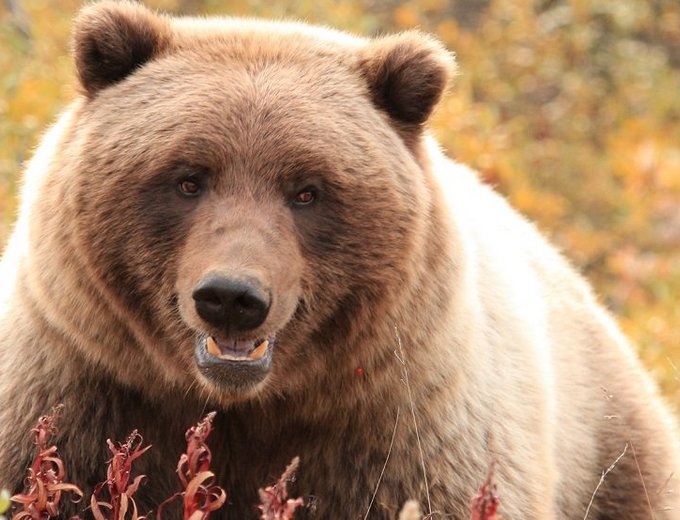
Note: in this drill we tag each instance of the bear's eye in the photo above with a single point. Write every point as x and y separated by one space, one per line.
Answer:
305 196
189 187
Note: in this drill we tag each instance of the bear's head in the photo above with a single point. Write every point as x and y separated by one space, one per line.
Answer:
251 193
━━━━━━━━━━━━━━━━
▸ **Work required**: Copy every entry above word for word, leaving out the pictures.

▸ **Result of the exercise**:
Note: in this drill we tag each instance of the bear's eye in the photo above with a single point. Write every point as x and y separated by one space, one per line.
Answer:
305 196
189 187
Note: in this drill we tag each instance of the bear's head in the photo above with a single point. Write every point as x and y separated by one space, one per line.
Answer:
251 193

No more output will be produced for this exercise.